Work item:
Only the lines from the one with "boxes needed: man's face" through the last belong in the output; print them exactly as given below.

The input:
————————

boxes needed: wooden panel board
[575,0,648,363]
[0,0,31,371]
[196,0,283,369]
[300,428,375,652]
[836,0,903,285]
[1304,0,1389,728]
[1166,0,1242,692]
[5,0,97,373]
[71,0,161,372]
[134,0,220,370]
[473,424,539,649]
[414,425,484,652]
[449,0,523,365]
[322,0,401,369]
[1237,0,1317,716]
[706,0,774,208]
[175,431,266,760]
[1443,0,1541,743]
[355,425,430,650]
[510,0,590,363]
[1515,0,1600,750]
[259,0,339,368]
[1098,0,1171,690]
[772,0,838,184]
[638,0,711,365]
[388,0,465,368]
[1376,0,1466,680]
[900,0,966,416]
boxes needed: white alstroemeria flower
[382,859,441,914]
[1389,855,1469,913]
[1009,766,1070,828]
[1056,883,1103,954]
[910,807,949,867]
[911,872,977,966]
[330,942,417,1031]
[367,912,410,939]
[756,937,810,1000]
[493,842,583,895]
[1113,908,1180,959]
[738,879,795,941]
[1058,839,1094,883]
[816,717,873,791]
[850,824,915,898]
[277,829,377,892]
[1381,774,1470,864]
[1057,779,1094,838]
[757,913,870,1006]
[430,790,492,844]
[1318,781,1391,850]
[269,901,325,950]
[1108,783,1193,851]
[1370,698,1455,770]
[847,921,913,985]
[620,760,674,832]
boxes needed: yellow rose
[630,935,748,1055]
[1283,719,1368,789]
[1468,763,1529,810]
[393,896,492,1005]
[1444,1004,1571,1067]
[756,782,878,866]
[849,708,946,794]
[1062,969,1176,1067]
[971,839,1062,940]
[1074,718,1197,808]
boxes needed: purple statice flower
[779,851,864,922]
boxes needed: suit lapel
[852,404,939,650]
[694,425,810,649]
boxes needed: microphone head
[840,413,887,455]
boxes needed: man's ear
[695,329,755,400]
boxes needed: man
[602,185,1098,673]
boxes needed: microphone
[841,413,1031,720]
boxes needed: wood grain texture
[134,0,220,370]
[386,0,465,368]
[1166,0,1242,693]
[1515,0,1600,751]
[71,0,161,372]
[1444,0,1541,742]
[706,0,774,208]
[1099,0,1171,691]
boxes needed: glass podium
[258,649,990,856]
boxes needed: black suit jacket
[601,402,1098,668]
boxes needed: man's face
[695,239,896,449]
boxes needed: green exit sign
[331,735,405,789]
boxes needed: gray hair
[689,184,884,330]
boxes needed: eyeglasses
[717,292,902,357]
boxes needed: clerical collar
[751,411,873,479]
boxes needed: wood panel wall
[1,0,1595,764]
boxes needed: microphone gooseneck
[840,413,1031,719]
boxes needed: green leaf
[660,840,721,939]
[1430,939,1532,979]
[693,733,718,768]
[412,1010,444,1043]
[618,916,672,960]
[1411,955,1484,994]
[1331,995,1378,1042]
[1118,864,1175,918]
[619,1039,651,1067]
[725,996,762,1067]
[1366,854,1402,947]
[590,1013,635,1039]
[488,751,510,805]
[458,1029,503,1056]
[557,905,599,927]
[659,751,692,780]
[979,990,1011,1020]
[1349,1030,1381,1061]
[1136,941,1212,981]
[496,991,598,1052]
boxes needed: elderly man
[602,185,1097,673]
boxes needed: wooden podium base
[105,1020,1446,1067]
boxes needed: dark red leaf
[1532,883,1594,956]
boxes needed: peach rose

————————

Exercise result:
boxes needed: man's face
[695,239,896,449]
boxes needed: green exit sign
[331,735,405,789]
boxes needed: gray hair
[689,184,884,330]
boxes needed: eyeglasses
[717,292,902,357]
boxes needed: clerical collar
[751,411,873,479]
boxes needed: wood panel wall
[1,0,1595,764]
boxes needed: microphone gooseneck
[840,413,1031,719]
boxes needed: green leaf
[660,840,721,939]
[1430,939,1532,979]
[693,733,718,768]
[412,1010,444,1043]
[618,916,672,960]
[1411,955,1484,994]
[1331,995,1378,1042]
[1118,864,1175,918]
[619,1039,651,1067]
[725,996,762,1067]
[1366,854,1402,947]
[590,1013,635,1039]
[488,751,510,805]
[458,1029,503,1056]
[557,905,599,927]
[659,751,692,780]
[979,990,1011,1020]
[1349,1030,1381,1061]
[1136,941,1212,981]
[496,991,598,1052]
boxes needed: elderly man
[602,185,1097,673]
boxes needed: wooden podium base
[105,1020,1446,1067]
boxes needed: dark red leaf
[1532,883,1594,956]
boxes needed: peach rose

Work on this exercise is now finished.